GOAL:
In the Arduino post, condense the paragraph beginning "I've tested this code" into a short bulleted list that keeps its main facts.

I've tested this code using an Arduino Nano + Level Shifter and it worked like a charm! As I want to design the smallest possible PCB so that it fits into my Fanatec QR Adapter (52mm to 70mm) I want to use a 3.3V powered Arduino so I don't have to use a level shifter which is quite big.
@lshachar stated that he didn't try a 3.3V Arduino yet, because he thinks that it will be a problem later on if we want to use the buttons. As the button functionality isn't yet fully implemented and I'm planning to use something else this won't bother me. I just need the base to think that a Fanatec rim is attached to it! 😅
I only found a few 3.3V powered Arduino's and made my choice for the Pro Micro.
I have changed the
CS_ISR
pin to 3, as pin 3 maps to interrup 0 (INT0) on the board. More info about the board can be obtained here.I've wired everything up and connected it to my base, but it instantly disconnects from my pc and reboots (the rev lights light up and it spins to center itself). So there is definitely something not working as it should.

[Records drawn from a data source]
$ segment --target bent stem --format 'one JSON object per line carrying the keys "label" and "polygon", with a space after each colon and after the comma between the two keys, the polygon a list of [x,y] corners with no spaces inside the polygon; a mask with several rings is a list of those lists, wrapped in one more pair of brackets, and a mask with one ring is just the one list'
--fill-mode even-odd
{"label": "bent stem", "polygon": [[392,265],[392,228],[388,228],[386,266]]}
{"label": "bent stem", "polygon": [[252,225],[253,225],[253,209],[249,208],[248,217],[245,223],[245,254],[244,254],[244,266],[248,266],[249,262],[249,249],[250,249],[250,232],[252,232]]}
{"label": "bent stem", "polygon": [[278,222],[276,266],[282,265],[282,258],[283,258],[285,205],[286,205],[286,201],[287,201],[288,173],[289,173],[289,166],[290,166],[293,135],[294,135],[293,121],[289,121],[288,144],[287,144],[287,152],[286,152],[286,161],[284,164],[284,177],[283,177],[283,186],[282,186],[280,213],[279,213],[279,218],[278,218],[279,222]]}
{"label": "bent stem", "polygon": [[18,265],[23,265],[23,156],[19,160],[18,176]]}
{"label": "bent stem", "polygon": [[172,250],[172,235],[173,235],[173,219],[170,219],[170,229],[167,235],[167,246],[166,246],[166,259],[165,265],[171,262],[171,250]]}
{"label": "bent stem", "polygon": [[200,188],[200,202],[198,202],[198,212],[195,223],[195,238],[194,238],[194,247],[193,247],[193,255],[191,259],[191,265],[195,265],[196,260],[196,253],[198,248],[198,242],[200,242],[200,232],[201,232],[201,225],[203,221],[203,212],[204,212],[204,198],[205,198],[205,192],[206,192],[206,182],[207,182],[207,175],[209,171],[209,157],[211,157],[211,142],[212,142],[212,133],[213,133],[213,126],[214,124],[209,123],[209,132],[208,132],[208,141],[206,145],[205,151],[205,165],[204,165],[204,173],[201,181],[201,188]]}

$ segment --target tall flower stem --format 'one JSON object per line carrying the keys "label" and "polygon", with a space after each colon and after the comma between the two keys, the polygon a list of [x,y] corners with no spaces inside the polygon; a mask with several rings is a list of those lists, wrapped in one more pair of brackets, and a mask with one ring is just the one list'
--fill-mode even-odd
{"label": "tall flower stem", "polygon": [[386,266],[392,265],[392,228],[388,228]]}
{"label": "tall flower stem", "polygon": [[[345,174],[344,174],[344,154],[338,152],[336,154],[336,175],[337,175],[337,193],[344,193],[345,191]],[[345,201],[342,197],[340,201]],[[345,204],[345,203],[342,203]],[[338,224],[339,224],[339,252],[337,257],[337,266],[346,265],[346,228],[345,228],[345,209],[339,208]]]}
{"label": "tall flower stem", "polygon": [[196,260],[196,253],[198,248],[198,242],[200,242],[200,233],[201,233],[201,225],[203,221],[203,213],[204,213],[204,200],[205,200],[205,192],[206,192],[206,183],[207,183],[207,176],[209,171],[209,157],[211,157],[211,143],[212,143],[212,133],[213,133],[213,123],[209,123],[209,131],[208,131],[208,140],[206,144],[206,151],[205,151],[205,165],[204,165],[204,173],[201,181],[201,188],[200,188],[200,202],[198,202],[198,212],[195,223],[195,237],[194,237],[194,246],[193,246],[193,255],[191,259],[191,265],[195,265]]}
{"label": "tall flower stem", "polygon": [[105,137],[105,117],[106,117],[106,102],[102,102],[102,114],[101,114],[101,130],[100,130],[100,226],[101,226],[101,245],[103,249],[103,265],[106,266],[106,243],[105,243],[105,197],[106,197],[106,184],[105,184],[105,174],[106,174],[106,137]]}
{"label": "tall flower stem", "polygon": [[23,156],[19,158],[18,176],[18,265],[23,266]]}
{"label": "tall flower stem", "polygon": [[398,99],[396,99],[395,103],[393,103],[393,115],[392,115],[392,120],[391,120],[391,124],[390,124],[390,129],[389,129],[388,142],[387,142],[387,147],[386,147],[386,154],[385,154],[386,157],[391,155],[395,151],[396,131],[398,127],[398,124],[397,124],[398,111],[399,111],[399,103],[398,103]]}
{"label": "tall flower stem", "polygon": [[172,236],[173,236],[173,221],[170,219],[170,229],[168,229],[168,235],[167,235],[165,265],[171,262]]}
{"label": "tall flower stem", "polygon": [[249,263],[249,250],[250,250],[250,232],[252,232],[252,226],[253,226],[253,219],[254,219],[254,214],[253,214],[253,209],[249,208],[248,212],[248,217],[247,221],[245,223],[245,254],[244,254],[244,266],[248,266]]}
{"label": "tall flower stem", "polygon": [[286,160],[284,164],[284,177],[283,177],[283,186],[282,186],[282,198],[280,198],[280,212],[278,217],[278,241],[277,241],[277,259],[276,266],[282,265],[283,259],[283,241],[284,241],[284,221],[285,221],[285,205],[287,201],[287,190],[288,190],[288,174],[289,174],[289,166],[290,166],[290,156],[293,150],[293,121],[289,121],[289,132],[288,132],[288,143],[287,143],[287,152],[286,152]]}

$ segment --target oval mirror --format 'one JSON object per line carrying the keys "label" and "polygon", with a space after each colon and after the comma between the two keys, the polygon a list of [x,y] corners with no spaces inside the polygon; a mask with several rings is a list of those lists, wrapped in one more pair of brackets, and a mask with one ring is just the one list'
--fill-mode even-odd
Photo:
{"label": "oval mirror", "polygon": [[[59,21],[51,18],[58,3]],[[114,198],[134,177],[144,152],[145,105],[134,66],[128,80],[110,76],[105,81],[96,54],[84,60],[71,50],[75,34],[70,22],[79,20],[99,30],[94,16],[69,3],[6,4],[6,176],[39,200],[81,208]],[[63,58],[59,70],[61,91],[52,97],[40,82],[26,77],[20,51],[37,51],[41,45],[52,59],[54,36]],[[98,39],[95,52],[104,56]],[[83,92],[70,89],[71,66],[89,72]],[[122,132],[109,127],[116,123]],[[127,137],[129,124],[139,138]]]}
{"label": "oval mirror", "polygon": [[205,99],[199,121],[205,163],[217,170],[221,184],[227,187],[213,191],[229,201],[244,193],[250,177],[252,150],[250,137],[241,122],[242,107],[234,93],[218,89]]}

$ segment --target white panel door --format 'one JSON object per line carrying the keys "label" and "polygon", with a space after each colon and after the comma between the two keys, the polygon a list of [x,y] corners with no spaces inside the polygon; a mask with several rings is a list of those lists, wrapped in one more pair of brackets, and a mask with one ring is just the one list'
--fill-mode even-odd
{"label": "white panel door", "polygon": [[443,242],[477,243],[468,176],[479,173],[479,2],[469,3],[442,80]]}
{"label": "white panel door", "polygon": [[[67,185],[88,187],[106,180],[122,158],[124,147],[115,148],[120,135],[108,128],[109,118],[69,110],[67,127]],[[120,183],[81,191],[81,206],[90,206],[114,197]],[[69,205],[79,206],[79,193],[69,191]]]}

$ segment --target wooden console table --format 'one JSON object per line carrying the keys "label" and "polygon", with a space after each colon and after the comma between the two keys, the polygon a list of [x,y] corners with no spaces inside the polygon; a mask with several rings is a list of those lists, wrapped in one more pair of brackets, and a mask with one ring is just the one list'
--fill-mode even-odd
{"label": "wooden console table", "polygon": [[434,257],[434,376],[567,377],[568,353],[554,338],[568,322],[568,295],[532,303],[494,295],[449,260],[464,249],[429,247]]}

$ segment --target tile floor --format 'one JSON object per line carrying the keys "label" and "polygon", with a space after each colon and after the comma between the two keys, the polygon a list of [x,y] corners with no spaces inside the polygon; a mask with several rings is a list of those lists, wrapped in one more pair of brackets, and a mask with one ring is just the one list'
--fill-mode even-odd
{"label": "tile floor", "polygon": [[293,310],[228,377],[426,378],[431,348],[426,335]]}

FULL RESPONSE:
- The code was tested with an Arduino Nano and a level shifter, and it worked very well.
- The goal is the smallest possible PCB, one that fits inside a Fanatec QR Adapter (52mm to 70mm).
- For this reason, a 3.3V powered Arduino is preferred, because it removes the need for a level shifter, which is quite large.